**** DATA ROWS

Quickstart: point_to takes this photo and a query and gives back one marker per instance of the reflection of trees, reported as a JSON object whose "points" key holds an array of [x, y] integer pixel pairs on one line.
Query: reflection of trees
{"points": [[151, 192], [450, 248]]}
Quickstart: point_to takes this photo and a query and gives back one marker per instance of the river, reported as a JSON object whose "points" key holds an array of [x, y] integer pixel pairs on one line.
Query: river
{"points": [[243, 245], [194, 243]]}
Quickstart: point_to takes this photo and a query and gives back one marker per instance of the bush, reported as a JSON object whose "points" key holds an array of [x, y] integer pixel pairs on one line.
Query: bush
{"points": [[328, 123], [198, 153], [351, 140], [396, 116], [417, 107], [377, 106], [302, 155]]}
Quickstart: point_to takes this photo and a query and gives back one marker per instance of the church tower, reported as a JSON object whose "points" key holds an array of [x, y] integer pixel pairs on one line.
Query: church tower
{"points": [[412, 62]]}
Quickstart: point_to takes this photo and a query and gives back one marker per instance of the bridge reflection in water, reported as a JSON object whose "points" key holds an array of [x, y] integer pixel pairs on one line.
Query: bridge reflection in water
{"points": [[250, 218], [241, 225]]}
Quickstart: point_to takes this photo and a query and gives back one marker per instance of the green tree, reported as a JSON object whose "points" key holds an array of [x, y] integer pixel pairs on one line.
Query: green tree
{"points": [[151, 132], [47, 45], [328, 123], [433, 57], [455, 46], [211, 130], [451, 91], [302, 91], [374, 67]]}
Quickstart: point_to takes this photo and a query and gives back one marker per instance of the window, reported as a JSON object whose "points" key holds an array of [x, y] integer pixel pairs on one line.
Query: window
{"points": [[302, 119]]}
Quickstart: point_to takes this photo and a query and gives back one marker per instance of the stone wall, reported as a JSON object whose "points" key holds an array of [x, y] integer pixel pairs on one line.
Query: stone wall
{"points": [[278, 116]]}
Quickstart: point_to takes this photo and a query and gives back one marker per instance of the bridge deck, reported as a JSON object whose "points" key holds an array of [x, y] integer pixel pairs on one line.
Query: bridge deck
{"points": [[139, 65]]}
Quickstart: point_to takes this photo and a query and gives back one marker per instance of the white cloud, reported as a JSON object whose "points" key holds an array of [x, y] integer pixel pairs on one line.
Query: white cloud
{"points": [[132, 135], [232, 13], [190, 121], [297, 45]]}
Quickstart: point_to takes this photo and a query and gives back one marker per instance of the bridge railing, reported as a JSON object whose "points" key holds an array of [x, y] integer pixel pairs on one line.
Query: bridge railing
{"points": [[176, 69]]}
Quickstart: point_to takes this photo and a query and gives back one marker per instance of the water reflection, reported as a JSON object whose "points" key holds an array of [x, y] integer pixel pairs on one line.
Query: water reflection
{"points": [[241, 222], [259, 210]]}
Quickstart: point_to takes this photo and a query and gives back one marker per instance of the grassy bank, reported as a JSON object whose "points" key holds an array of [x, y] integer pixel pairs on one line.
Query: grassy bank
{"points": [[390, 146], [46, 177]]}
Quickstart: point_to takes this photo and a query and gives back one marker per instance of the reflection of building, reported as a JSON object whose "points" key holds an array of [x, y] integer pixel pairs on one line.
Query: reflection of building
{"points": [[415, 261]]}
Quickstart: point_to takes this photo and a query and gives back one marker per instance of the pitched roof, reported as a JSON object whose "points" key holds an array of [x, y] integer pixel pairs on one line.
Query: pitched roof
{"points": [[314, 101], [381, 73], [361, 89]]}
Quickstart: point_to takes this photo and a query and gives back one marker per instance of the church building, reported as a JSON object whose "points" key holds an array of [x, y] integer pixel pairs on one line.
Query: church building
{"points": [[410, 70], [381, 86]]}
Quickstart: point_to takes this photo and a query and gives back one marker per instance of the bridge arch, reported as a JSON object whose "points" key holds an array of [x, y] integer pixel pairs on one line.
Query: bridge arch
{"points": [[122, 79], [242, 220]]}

********

THE REQUEST – What needs duplicating is the run of lines from the one containing "church building, reported" through the last line of the entries above, exact and complete.

TASK RESULT –
Quickstart: point_to takes this photo and a query and gives back one marker per instance of the church building, reported as a JSON object whose "points" key holds an array of [x, y] integer pixel pairs on one line.
Query: church building
{"points": [[410, 70], [381, 86]]}
Quickstart: point_to takes this photo and a query and gives back one marker per instance of the bridge arch, reported as a JSON object whose "points" key holds an array of [x, y] integer pixel pairs on one line.
Query: bridge arch
{"points": [[122, 79], [242, 220]]}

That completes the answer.